Exercise aim:
Write the data below out again, exactly as each line reads.

:: Material to process ::

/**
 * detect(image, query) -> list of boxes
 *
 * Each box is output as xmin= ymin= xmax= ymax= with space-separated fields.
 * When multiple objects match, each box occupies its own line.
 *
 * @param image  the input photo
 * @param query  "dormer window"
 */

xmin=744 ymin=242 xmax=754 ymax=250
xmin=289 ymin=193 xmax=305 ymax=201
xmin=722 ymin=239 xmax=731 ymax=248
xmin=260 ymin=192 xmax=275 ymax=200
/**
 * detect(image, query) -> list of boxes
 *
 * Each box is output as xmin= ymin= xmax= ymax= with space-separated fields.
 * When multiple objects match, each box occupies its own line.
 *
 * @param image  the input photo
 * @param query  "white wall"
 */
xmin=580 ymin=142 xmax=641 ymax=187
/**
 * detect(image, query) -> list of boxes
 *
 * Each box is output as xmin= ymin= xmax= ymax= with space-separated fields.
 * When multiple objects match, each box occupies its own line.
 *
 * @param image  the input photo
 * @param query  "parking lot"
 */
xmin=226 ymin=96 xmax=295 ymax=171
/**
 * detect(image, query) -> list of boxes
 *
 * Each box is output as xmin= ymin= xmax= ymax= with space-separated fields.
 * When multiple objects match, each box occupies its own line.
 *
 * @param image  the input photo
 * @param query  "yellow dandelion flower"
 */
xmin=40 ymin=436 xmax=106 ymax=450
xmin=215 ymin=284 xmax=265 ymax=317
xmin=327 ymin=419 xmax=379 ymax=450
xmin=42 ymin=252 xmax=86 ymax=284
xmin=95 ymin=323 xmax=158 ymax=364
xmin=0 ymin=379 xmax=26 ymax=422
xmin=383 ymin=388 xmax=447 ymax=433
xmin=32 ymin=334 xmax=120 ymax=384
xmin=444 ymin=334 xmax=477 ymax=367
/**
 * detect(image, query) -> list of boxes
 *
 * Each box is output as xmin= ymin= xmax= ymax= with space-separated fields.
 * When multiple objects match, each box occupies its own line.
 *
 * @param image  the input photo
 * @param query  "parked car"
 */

:::

Expected answer:
/**
 * detect(image, query) -> list of boxes
 *
 * Each box is output as xmin= ymin= xmax= ymax= with space-separated fields.
 * When multiple objects match, each box occupies its own line.
 *
 * @param image  the input photo
 * @param query  "dormer window"
 */

xmin=744 ymin=242 xmax=754 ymax=250
xmin=289 ymin=193 xmax=305 ymax=201
xmin=722 ymin=239 xmax=731 ymax=248
xmin=260 ymin=192 xmax=275 ymax=200
/**
 * detect(image, query) -> list of boxes
 *
 * Each box is output as xmin= ymin= xmax= ymax= with space-separated fields.
 * When multiple objects match, each box occupies its own line.
 *
 * @param image  the input photo
 * @param query  "white wall"
 */
xmin=580 ymin=142 xmax=641 ymax=187
/**
 * detect(image, query) -> list of boxes
 *
 * Each box is output as xmin= ymin= xmax= ymax= with space-separated fields.
 * When multiple objects match, each box occupies its own line.
 *
 * @param image  the input photo
 * @param query  "parking lot"
 */
xmin=226 ymin=96 xmax=295 ymax=171
/**
 * detect(image, query) -> list of boxes
 *
 * Each box is output as xmin= ymin= xmax= ymax= with space-separated fields.
 * When multiple objects match, each box occupies its own line.
 *
 * @param image  the input photo
 * @param query  "yellow dandelion flower"
 */
xmin=40 ymin=436 xmax=106 ymax=450
xmin=215 ymin=284 xmax=265 ymax=317
xmin=327 ymin=419 xmax=379 ymax=450
xmin=42 ymin=252 xmax=86 ymax=284
xmin=95 ymin=323 xmax=158 ymax=364
xmin=0 ymin=379 xmax=26 ymax=422
xmin=383 ymin=388 xmax=447 ymax=433
xmin=32 ymin=334 xmax=120 ymax=384
xmin=444 ymin=334 xmax=477 ymax=367
/**
 * detect(image, query) -> list of boxes
 *
 * Each box is output as xmin= ymin= xmax= ymax= with space-separated fields.
 * When multiple objects match, each box occupies its own line.
 *
 * @param image  the input photo
 * @param query  "parked car"
 */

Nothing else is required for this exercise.